> **What is needed**:
Your task is to give the entries back exactly, leaving nothing out.
----- Source data -----
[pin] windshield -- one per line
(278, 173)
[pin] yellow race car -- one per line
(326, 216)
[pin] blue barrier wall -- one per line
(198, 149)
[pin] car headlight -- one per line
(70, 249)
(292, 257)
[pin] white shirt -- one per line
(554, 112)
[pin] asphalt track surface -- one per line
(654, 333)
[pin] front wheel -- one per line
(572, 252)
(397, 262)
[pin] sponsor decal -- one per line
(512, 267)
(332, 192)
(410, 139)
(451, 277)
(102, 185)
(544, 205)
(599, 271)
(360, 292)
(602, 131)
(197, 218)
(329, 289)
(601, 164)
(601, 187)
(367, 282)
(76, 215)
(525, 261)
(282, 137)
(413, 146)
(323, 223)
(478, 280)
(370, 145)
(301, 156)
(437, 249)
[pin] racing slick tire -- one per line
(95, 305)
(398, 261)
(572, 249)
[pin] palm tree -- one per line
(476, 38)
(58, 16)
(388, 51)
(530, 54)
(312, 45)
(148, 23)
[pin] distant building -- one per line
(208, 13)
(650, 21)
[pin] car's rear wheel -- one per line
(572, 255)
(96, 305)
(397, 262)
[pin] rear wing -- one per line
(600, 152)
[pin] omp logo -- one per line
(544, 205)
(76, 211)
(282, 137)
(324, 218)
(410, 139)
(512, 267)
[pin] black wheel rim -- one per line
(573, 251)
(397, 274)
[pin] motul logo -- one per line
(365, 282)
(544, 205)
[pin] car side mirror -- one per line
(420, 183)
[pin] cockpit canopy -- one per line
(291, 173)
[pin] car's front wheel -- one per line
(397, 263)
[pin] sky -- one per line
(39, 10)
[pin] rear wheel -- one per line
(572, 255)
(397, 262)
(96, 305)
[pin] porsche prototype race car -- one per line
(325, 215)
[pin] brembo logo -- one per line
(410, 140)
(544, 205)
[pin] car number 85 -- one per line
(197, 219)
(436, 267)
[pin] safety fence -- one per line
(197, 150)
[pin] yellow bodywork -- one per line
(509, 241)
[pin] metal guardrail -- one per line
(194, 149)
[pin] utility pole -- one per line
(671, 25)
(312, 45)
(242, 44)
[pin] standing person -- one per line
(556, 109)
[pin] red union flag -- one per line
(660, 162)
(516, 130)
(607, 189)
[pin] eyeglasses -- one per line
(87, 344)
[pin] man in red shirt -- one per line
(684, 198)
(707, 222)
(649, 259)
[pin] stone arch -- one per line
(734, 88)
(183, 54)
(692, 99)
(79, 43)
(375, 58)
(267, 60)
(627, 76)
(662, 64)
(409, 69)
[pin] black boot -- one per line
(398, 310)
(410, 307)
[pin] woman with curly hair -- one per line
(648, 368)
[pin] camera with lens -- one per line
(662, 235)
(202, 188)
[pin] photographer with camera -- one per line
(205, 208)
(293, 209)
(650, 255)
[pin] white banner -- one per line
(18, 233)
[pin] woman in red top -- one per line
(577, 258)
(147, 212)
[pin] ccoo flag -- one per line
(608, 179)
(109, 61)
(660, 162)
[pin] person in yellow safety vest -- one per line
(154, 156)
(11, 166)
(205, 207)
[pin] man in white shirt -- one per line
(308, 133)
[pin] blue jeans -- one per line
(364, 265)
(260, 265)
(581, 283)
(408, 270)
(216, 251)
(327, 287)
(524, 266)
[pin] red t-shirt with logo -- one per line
-----
> **Completed exercise**:
[pin] windshield -- one per line
(278, 173)
[pin] yellow race car -- one per line
(326, 216)
[pin] blue barrier wall -- one per line
(198, 149)
[pin] car headlight -- one per line
(70, 249)
(292, 257)
[pin] white shirt -- one per line
(554, 112)
[pin] asphalt track surface -- one per line
(654, 333)
[pin] front wheel -- one per line
(572, 252)
(397, 262)
[pin] sponsor decal -- one per line
(512, 267)
(332, 192)
(410, 139)
(451, 277)
(102, 185)
(544, 205)
(599, 271)
(360, 292)
(602, 131)
(197, 218)
(329, 289)
(601, 164)
(601, 187)
(367, 282)
(76, 215)
(525, 261)
(282, 137)
(413, 146)
(323, 223)
(478, 280)
(370, 145)
(301, 156)
(437, 249)
[pin] racing slick tire -- one per line
(95, 305)
(398, 261)
(572, 249)
[pin] palm tree -- one per line
(476, 38)
(58, 16)
(388, 51)
(530, 54)
(312, 45)
(148, 23)
[pin] distant building -- one per line
(208, 13)
(650, 21)
[pin] car's rear wheel -- one per line
(572, 255)
(96, 305)
(397, 262)
[pin] rear wing -- one per line
(600, 152)
[pin] omp logo -- one per line
(544, 205)
(76, 211)
(282, 137)
(324, 218)
(410, 139)
(512, 267)
[pin] black wheel rim -- one per line
(573, 251)
(397, 274)
[pin] motul logo -- one per line
(365, 282)
(544, 205)
[pin] car side mirror -- one per line
(420, 183)
[pin] cockpit canopy -- one per line
(291, 173)
[pin] car's front wheel -- one per line
(397, 263)
[pin] sky -- one per line
(39, 10)
[pin] rear wheel -- one per line
(572, 255)
(397, 262)
(96, 305)
[pin] porsche prototype race car -- one per line
(325, 215)
[pin] brembo logo -- one per line
(410, 140)
(544, 205)
[pin] car number 85 -- one per line
(197, 219)
(436, 267)
[pin] safety fence -- one per line
(197, 150)
[pin] yellow bodywork -- one per line
(509, 241)
[pin] metal guardrail -- one per line
(194, 149)
[pin] utility pole -- one per line
(671, 25)
(312, 45)
(242, 44)
[pin] standing person -- one per line
(556, 109)
[pin] red union flag -- one per line
(660, 162)
(516, 130)
(607, 189)
[pin] eyeglasses -- one per line
(87, 344)
[pin] man in red shirt -- one per line
(684, 198)
(707, 222)
(649, 259)
[pin] stone arch -- one per line
(734, 88)
(183, 54)
(692, 99)
(79, 43)
(375, 58)
(267, 60)
(627, 76)
(662, 64)
(409, 69)
[pin] black boot -- one per line
(398, 310)
(410, 307)
[pin] woman with curly hair -- one per line
(648, 368)
[pin] camera with lens -- one per line
(662, 235)
(202, 188)
[pin] photographer with camera -- one per line
(205, 208)
(293, 209)
(650, 255)
[pin] white banner -- one per line
(18, 233)
[pin] woman in red top -- one per line
(577, 258)
(147, 212)
[pin] ccoo flag -- one per line
(608, 179)
(109, 61)
(660, 162)
[pin] person in yellow safety vest -- one per line
(154, 156)
(11, 166)
(205, 207)
[pin] man in white shirt -- one per line
(308, 133)
[pin] blue jeans -- one per line
(364, 265)
(260, 265)
(581, 283)
(408, 270)
(216, 251)
(327, 287)
(524, 266)
[pin] red t-shirt with logo -- one per line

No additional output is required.